• [Problem statement]
Every word of the data below has to be copied faithfully.

• [Entries supplied]
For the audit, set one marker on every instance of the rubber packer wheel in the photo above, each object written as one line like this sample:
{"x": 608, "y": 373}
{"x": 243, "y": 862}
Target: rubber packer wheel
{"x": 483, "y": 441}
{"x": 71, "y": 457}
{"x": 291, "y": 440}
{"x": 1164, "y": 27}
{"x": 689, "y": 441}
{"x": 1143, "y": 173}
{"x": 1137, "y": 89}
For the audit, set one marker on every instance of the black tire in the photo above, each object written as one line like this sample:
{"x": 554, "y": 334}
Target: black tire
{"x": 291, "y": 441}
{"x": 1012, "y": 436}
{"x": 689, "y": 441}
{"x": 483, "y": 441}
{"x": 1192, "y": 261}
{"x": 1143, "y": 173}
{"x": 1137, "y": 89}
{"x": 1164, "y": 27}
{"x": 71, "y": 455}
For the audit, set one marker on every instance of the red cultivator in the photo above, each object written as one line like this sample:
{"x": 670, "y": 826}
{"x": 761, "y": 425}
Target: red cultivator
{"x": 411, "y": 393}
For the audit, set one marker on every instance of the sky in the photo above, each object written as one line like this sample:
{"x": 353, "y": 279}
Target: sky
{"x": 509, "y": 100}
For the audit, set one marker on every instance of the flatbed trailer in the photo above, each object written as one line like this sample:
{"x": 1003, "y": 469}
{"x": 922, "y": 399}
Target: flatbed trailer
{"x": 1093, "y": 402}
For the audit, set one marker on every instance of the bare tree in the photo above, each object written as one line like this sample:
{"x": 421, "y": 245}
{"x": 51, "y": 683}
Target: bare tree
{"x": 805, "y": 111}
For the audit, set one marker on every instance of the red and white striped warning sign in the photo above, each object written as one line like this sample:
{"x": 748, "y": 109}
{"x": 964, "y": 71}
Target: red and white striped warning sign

• [Finished exercise]
For the audit, set one marker on every instance of the rubber packer wheel in the photo above, each object written as one line like this sample:
{"x": 608, "y": 373}
{"x": 243, "y": 862}
Target: rubber packer wheel
{"x": 483, "y": 441}
{"x": 71, "y": 457}
{"x": 291, "y": 440}
{"x": 1164, "y": 27}
{"x": 689, "y": 441}
{"x": 1143, "y": 173}
{"x": 1137, "y": 89}
For the audit, set one marker on every instance of the black tire in the photo above, each object written as one line like this sample:
{"x": 554, "y": 334}
Target: black tire
{"x": 291, "y": 441}
{"x": 1012, "y": 436}
{"x": 689, "y": 441}
{"x": 483, "y": 441}
{"x": 1192, "y": 261}
{"x": 1143, "y": 173}
{"x": 1137, "y": 89}
{"x": 1164, "y": 27}
{"x": 71, "y": 455}
For the audit, set one marker on every instance of the red cultivator in the photo above, each object written as one line like this sample:
{"x": 670, "y": 826}
{"x": 761, "y": 425}
Target: red cultivator
{"x": 411, "y": 393}
For the audit, set one marker on every instance of the sky in the photo above, each object written as one line like this sample:
{"x": 353, "y": 279}
Target: sky
{"x": 509, "y": 100}
For the audit, set one marker on every instance of the flatbed trailer in the photo above, each object written as one line like this sample:
{"x": 1003, "y": 469}
{"x": 922, "y": 399}
Target: flatbed trailer
{"x": 1093, "y": 402}
For the audit, set one marker on every instance of the bare tree in the photo above, each object written as one line like this sample:
{"x": 421, "y": 245}
{"x": 51, "y": 683}
Target: bare tree
{"x": 805, "y": 111}
For the audit, set one marker on every instance of the red and white striped warning sign in the photo above, each object written as one line like this sample:
{"x": 748, "y": 109}
{"x": 964, "y": 71}
Target: red and white striped warning sign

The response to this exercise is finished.